Problem statement :: Output every line of the rows below as a Markdown table with two columns, Number and Line. Number the lines in order and leave out any blank lines.

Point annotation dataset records
----

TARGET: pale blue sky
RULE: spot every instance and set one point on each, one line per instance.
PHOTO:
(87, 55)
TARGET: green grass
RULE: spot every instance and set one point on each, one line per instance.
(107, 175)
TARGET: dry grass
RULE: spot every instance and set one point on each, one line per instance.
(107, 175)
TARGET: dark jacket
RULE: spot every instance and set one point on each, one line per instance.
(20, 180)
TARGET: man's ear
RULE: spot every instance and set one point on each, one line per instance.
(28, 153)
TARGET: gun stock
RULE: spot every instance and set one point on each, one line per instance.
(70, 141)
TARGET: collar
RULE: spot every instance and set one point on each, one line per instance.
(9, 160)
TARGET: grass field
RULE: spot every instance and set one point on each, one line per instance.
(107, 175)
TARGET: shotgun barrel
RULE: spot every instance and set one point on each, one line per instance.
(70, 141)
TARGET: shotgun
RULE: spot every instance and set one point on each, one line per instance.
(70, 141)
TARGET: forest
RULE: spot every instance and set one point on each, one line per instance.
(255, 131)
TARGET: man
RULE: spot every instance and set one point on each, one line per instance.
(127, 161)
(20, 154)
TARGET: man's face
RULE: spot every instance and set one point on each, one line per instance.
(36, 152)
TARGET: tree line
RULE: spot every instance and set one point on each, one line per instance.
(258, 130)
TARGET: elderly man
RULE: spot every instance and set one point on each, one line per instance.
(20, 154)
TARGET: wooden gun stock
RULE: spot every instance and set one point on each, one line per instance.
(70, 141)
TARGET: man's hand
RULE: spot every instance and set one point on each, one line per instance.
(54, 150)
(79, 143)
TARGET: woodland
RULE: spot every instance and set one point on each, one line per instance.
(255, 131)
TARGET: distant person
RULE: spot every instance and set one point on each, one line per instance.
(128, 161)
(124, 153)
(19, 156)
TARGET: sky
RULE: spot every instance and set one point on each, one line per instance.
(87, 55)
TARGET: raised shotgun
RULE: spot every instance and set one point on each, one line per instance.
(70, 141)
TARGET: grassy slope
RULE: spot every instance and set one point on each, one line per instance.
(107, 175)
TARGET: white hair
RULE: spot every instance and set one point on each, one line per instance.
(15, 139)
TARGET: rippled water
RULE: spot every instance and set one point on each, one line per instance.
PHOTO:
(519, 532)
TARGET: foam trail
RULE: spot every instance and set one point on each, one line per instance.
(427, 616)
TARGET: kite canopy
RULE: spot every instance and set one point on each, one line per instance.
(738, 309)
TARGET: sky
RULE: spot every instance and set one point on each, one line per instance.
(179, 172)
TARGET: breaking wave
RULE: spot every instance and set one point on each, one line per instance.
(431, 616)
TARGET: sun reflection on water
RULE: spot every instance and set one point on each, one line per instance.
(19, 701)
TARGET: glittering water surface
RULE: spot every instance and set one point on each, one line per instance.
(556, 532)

----

Exercise solution ::
| Number | Line |
|---|---|
| 1 | TARGET: pale blue sky |
| 2 | RULE: spot every instance and set one point on each, one line per instance. |
| 3 | PHOTO: |
| 4 | (87, 55) |
| 5 | TARGET: green grass |
| 6 | RULE: spot every instance and set one point on each, one line per instance. |
| 7 | (107, 175) |
| 8 | TARGET: dry grass |
| 9 | RULE: spot every instance and set one point on each, one line per instance. |
| 10 | (107, 175) |
| 11 | TARGET: dark jacket |
| 12 | RULE: spot every instance and set one point on each, one line per instance. |
| 13 | (20, 180) |
| 14 | TARGET: man's ear |
| 15 | RULE: spot every instance and set one point on each, one line per instance. |
| 16 | (28, 153) |
| 17 | TARGET: gun stock |
| 18 | RULE: spot every instance and set one point on each, one line per instance. |
| 19 | (70, 141) |
| 20 | TARGET: collar |
| 21 | RULE: spot every instance and set one point on each, one line per instance. |
| 22 | (9, 160) |
| 23 | TARGET: grass field |
| 24 | RULE: spot every instance and set one point on each, one line per instance. |
| 25 | (107, 175) |
| 26 | TARGET: shotgun barrel |
| 27 | RULE: spot every instance and set one point on each, one line per instance. |
| 28 | (70, 141) |
| 29 | TARGET: shotgun |
| 30 | RULE: spot every instance and set one point on each, one line per instance. |
| 31 | (70, 141) |
| 32 | TARGET: forest |
| 33 | RULE: spot every instance and set one point on each, one line per instance. |
| 34 | (255, 131) |
| 35 | TARGET: man |
| 36 | RULE: spot every instance and set one point on each, one line per instance. |
| 37 | (127, 161) |
| 38 | (20, 154) |
| 39 | TARGET: man's face |
| 40 | RULE: spot every instance and set one point on each, one line per instance. |
| 41 | (36, 152) |
| 42 | TARGET: tree line |
| 43 | RULE: spot every instance and set one point on each, one line per instance. |
| 44 | (258, 130) |
| 45 | TARGET: elderly man |
| 46 | RULE: spot every instance and set one point on each, one line per instance. |
| 47 | (20, 154) |
| 48 | TARGET: wooden gun stock |
| 49 | RULE: spot every instance and set one point on each, one line per instance. |
| 50 | (70, 141) |
| 51 | TARGET: man's hand |
| 52 | RULE: spot every instance and set one point on each, one line per instance. |
| 53 | (54, 150) |
| 54 | (79, 143) |
| 55 | TARGET: woodland |
| 56 | RULE: spot every instance and set one point on each, one line per instance. |
| 57 | (255, 131) |
| 58 | TARGET: distant person |
| 59 | RULE: spot every instance and set one point on each, one line per instance. |
| 60 | (128, 161) |
| 61 | (124, 153) |
| 62 | (19, 156) |
| 63 | TARGET: sky |
| 64 | RULE: spot every instance and set one point on each, one line per instance. |
| 65 | (87, 55) |
| 66 | TARGET: raised shotgun |
| 67 | RULE: spot every instance and set one point on each, one line per instance. |
| 68 | (70, 141) |
| 69 | TARGET: grassy slope |
| 70 | RULE: spot every instance and set one point on each, one line per instance. |
| 71 | (107, 175) |
| 72 | TARGET: white hair |
| 73 | RULE: spot every instance and set one point on each, one line per instance. |
| 74 | (15, 139) |
| 75 | TARGET: rippled water |
| 76 | RULE: spot every instance and set one point on each, one line per instance. |
| 77 | PHOTO: |
| 78 | (519, 532) |
| 79 | TARGET: foam trail |
| 80 | RULE: spot every instance and set one point on each, one line per instance. |
| 81 | (427, 616) |
| 82 | TARGET: kite canopy |
| 83 | RULE: spot every instance and set one point on each, one line per instance. |
| 84 | (738, 309) |
| 85 | TARGET: sky |
| 86 | RULE: spot every instance and set one point on each, one line per instance. |
| 87 | (179, 172) |
| 88 | TARGET: breaking wave |
| 89 | RULE: spot every instance and set one point on each, one line per instance. |
| 90 | (431, 616) |
| 91 | TARGET: sun reflection on water |
| 92 | RULE: spot every instance and set one point on each, one line per instance. |
| 93 | (19, 701) |
| 94 | TARGET: glittering water surface |
| 95 | RULE: spot every instance and set one point on each, one line per instance. |
| 96 | (556, 532) |